--- Begin Given text ---

41. Any semiotic event involving a sign-system, a complex sign, a sign catenation, a meta-sign-system, an enacting-sign-system is less primitive than a comparable semiotic event lacking such involvement.

42. A semiotic event (or an underlying routinized signation) is symbolic to the extent that it is less primitive.

43. In semiotic events and signs of certain kinds,

(a)    the signant is an abstract object: type-token, null-signant (33(a), 35(a)), categorizing-categorized, enacted semiotic event;

(b)   the signate is an abstract object: semiotic event in the signifying mode (e.g. the fact that a true statement is about), token-type, focal sign is a sign-system, a complex semiotic event, meta-sign semiotic event, enacting semiotic event;

(c)    both the signant and the signate are abstract objects: constituent semiotic events in a communicative event other than the first degree underlying semiotic event, either the signant or the signate or both in many catenated semiotic events.

 

What is the ontic status of the abstract objects referred to in 43? Are some of them I-events of a special kind? Are some of them bioethnic E-events of a special kind? Is the distinction between existence and subsistence to be discredited? I do not know. Perhaps abstractness is a matter of degree.  In some sense the signate of the signant William Shakespeare is also an abstract object though this abstract object has a location in the space-time neighbourhood of the interpreter.

 

            What I have done so far is to offer an account of the form of semiosis in relation to the universe in which it occurs and thus to provide ourselves with a reasonably sophisticated conceptual apparatus to approach even the major human modes of semioss.  In so doing I have managed to refrain from using the overworked term 'symbol'.

--- End Given text ---

• [Given task] Tell whether each statement agrees with the semiotics text. Answer yes or no, and quote the words of the text that decide it. (a) A semiotic event is symbolic to the extent that it is less primitive. (b) The writer gives a definite answer about the ontic status of the abstract objects referred to in 43. (c) The writer claims to have avoided using the term 'symbol'.

--- Begin Source data ---

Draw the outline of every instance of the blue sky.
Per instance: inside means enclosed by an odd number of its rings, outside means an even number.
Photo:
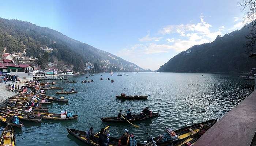
[[[1,1],[0,17],[47,27],[155,70],[194,45],[242,27],[239,1],[8,0]]]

--- End Source data ---

• [Correct output]
(a) Yes: "A semiotic event (or an underlying routinized signation) is symbolic to the extent that it is less primitive."
(b) No: "I do not know."
(c) Yes: "In so doing I have managed to refrain from using the overworked term 'symbol'."